Task requirements: Every record must appear in the answer exactly as it stands.

• • • • •

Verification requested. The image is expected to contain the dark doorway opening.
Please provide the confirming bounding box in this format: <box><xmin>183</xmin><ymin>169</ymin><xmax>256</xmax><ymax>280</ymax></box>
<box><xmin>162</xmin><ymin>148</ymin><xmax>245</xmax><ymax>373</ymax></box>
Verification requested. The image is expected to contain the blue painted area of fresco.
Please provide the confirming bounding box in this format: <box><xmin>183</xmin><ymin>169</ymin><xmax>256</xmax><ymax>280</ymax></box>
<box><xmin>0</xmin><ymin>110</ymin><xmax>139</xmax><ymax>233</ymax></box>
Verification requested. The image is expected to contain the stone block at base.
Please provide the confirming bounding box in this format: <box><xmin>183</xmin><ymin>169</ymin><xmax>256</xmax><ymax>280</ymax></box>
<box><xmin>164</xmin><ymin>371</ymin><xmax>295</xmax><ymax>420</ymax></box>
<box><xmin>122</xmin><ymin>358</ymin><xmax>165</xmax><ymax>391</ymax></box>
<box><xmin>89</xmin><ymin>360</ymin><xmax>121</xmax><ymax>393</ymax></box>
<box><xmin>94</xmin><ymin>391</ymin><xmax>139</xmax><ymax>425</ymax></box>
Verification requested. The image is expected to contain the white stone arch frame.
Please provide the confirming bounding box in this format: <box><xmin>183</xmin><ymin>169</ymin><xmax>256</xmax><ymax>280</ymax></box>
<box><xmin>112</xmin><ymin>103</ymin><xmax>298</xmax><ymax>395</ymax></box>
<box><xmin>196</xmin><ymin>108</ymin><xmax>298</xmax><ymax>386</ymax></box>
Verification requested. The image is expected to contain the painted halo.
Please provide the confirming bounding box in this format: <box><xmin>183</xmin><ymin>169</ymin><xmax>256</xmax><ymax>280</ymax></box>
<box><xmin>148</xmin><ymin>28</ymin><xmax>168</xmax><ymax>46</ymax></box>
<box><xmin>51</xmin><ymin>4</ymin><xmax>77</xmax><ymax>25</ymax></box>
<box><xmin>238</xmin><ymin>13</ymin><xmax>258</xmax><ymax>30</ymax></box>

• • • • •

Output of the task:
Verification requested. The image is expected to contain the dark doorway opening.
Please provide the confirming bounding box in this format: <box><xmin>183</xmin><ymin>169</ymin><xmax>256</xmax><ymax>280</ymax></box>
<box><xmin>162</xmin><ymin>148</ymin><xmax>245</xmax><ymax>373</ymax></box>
Verification requested. The image is expected to contain the blue painted area of fresco.
Please provide the confirming bounding box in this format: <box><xmin>183</xmin><ymin>169</ymin><xmax>256</xmax><ymax>280</ymax></box>
<box><xmin>0</xmin><ymin>110</ymin><xmax>139</xmax><ymax>233</ymax></box>
Verification requested. The image is expected to contain the stone block at base.
Please provide the confirming bounding box in this format: <box><xmin>183</xmin><ymin>169</ymin><xmax>256</xmax><ymax>280</ymax></box>
<box><xmin>164</xmin><ymin>371</ymin><xmax>295</xmax><ymax>420</ymax></box>
<box><xmin>122</xmin><ymin>358</ymin><xmax>165</xmax><ymax>391</ymax></box>
<box><xmin>89</xmin><ymin>360</ymin><xmax>121</xmax><ymax>393</ymax></box>
<box><xmin>94</xmin><ymin>391</ymin><xmax>139</xmax><ymax>425</ymax></box>
Verification requested. The image is expected to contain the white stone arch frame.
Please provide the confirming bounding box in this format: <box><xmin>183</xmin><ymin>169</ymin><xmax>256</xmax><ymax>280</ymax></box>
<box><xmin>112</xmin><ymin>103</ymin><xmax>298</xmax><ymax>395</ymax></box>
<box><xmin>196</xmin><ymin>108</ymin><xmax>298</xmax><ymax>386</ymax></box>
Verification requested. The image is expected to contain the painted halo.
Please provide the confirming bounding box in this format: <box><xmin>183</xmin><ymin>169</ymin><xmax>256</xmax><ymax>280</ymax></box>
<box><xmin>148</xmin><ymin>28</ymin><xmax>168</xmax><ymax>46</ymax></box>
<box><xmin>51</xmin><ymin>4</ymin><xmax>77</xmax><ymax>25</ymax></box>
<box><xmin>238</xmin><ymin>13</ymin><xmax>258</xmax><ymax>30</ymax></box>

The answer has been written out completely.